#### What you will do
Lines before the one containing "Reviewer note: check that every instance of the reflection" are excluded; reproduce that line and all lines after it in the entries below, exactly.

════════════════

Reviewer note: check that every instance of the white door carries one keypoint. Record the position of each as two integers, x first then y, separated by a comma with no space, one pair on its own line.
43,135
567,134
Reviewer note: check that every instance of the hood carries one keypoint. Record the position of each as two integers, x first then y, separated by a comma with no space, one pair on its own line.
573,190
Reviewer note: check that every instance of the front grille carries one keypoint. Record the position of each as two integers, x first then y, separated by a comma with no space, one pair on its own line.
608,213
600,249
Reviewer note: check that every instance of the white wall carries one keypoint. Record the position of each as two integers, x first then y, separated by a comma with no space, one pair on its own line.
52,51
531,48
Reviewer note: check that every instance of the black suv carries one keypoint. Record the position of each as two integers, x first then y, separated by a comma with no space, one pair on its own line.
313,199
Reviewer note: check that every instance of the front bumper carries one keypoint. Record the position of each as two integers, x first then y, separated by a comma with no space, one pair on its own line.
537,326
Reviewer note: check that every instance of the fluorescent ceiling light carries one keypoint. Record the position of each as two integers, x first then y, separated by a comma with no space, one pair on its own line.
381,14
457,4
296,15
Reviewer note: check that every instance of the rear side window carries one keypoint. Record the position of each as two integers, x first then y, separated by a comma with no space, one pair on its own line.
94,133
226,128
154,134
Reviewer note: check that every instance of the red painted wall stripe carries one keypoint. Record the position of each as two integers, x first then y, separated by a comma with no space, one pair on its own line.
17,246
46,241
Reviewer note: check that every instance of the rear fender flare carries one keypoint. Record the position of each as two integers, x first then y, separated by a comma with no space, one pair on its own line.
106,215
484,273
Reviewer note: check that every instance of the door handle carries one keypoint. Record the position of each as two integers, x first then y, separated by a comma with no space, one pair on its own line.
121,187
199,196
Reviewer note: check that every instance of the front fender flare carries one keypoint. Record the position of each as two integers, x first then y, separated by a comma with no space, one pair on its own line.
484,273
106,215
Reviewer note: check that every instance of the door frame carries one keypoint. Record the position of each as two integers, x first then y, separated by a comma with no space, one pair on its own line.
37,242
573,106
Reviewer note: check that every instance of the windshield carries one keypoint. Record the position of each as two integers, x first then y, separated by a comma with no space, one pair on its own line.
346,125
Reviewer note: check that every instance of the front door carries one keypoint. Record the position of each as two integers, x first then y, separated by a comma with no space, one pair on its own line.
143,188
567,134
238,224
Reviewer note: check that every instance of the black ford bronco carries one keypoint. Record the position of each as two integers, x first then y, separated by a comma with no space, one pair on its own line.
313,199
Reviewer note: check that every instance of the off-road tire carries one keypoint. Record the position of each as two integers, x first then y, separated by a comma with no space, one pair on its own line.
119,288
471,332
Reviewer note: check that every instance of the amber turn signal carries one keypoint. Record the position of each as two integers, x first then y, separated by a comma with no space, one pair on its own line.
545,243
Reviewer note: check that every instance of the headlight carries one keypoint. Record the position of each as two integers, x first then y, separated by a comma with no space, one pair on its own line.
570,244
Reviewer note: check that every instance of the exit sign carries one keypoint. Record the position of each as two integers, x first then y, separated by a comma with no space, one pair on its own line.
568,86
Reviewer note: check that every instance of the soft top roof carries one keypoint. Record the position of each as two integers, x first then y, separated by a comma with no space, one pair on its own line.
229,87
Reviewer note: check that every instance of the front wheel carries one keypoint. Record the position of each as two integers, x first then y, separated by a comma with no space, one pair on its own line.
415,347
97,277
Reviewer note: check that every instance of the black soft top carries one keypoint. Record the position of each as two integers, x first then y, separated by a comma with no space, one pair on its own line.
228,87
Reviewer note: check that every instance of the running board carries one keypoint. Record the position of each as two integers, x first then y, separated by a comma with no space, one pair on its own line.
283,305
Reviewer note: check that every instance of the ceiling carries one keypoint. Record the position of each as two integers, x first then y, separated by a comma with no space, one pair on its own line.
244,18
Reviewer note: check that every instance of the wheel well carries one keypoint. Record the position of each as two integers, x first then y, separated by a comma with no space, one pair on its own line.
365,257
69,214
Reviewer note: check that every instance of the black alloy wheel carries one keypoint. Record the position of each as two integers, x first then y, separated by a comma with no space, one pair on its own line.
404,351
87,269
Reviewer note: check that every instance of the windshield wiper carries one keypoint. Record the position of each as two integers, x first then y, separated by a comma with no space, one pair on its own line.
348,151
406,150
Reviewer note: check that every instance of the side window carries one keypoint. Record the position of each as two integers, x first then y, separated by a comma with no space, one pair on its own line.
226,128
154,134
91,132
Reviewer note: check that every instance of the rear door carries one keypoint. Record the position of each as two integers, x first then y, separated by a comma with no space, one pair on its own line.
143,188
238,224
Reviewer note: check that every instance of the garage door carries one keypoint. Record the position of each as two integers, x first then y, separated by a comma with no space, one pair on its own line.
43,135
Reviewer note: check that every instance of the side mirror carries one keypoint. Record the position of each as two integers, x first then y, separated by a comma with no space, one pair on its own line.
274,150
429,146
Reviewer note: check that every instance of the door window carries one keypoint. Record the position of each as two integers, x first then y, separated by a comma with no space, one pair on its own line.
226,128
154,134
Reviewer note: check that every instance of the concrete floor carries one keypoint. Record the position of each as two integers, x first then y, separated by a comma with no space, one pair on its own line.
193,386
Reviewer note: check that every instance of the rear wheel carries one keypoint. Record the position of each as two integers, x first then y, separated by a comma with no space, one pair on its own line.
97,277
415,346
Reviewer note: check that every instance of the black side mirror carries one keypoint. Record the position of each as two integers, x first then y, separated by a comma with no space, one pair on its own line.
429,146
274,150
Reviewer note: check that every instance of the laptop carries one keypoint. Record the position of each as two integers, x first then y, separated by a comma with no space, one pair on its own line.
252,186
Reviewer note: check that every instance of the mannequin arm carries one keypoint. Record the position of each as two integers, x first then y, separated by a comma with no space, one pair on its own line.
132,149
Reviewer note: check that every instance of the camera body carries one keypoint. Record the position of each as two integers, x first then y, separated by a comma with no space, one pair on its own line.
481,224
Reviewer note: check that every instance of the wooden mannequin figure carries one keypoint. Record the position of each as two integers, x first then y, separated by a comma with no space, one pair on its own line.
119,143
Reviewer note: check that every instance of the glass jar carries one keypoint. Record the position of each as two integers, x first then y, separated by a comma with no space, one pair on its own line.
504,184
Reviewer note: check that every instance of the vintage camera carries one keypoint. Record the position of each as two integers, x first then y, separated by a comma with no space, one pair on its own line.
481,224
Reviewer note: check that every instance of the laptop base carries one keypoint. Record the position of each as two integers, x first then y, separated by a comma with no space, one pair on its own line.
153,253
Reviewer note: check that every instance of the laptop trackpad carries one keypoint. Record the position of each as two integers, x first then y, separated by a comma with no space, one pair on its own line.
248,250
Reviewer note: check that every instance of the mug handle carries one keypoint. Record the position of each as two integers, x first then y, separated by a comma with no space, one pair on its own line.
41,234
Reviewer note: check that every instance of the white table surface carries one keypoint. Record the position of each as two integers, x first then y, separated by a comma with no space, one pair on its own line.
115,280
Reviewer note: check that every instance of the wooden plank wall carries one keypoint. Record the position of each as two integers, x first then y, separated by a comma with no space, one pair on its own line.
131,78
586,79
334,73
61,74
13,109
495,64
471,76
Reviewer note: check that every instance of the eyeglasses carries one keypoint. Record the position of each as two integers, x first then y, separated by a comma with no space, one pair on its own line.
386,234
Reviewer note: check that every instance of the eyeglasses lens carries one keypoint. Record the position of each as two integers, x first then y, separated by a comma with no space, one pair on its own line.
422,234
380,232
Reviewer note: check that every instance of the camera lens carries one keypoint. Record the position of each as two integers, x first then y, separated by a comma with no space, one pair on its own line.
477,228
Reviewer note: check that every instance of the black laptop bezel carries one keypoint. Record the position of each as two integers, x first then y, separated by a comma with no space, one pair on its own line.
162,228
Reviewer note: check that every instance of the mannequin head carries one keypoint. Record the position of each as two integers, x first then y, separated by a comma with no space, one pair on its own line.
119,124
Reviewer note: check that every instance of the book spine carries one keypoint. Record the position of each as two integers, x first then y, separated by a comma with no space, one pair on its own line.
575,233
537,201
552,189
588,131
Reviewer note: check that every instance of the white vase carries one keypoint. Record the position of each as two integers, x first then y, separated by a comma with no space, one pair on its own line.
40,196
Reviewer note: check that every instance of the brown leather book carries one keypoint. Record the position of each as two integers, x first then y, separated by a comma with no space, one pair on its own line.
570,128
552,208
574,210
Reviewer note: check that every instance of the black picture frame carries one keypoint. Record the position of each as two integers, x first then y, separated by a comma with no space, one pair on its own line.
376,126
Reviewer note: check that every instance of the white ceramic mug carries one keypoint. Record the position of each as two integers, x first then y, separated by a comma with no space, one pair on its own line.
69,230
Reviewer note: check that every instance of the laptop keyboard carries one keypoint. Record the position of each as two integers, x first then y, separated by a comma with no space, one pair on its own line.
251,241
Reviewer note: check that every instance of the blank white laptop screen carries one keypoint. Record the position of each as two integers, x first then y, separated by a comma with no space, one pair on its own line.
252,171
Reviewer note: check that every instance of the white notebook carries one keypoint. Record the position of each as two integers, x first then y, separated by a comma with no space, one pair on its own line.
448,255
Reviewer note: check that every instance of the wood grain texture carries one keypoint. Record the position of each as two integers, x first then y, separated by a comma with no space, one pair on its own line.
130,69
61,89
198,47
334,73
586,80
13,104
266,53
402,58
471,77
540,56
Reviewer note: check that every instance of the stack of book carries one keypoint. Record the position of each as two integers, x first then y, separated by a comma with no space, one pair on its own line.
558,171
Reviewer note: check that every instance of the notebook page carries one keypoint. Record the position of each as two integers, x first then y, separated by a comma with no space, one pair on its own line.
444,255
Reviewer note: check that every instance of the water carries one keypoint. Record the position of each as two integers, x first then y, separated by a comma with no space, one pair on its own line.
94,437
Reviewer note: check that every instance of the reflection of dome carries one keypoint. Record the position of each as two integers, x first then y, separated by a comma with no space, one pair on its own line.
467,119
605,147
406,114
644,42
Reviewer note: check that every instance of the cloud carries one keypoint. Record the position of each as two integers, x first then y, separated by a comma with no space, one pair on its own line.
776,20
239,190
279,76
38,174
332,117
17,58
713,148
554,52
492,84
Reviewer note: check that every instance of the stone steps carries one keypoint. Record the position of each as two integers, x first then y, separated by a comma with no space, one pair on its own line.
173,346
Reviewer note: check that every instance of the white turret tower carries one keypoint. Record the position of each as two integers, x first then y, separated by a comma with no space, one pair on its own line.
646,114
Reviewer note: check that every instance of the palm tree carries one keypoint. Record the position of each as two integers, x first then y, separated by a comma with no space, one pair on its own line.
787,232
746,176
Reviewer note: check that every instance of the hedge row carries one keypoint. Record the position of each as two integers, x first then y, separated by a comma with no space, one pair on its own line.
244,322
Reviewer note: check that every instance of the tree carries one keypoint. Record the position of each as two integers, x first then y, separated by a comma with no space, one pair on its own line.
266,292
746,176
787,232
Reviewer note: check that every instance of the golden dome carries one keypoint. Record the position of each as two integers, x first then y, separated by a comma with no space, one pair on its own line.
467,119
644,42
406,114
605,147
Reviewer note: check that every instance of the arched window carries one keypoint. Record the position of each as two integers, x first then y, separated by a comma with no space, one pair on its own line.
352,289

════════════════

#### Exercise solution
Reviewer note: check that every instance of the reflection of dome carries one keypoint. Record the position of each as two integers, x first then y, separated by a comma with no space, one pair on its own line.
467,119
605,147
406,114
644,42
Reviewer note: check that every instance of the cloud carries one keypoint. Record the position of each as two integers, x first then y, separated by a comma with no space, one pair on its own line.
776,20
239,190
279,76
38,174
332,117
17,58
713,148
554,52
492,84
Reviewer note: check that every instance of the stone steps carries one keypoint. Record the position of each as two integers, x first then y, separated by a comma with no space, one pair on its own line.
173,346
Reviewer note: check that every instance of the white turret tower carries one keypoint. Record the position of each as two integers, x first then y, separated by a comma with no space, one pair on its own line.
646,114
Reviewer note: check that every instance of the palm tree carries one keypoint. Record the position of each as two integers, x first then y, separated by a comma with no space, one pair on its own line.
787,232
746,176
Reviewer note: check that every instance of the hedge row carries one keypoint. Record the position of each as two integers, x first then y, separated by a comma with no space, one pair on its own line.
244,322
Reviewer note: check that every instance of the tree carries one keypoint. Record the position of each as two integers, x first then y, separated by a comma with no space, one pair on its own line.
266,292
746,176
787,232
Reviewer note: check that every instance of the golden dome carries one keypoint. Record the position of each as two integers, x first then y, separated by a comma with no space, one pair on its own line.
467,119
644,42
406,114
605,147
Reviewer note: check that every instance of the arched window carries one keypoint. Record the position of each as two integers, x first then y, separated by a comma with no space, one pair on its own line.
352,289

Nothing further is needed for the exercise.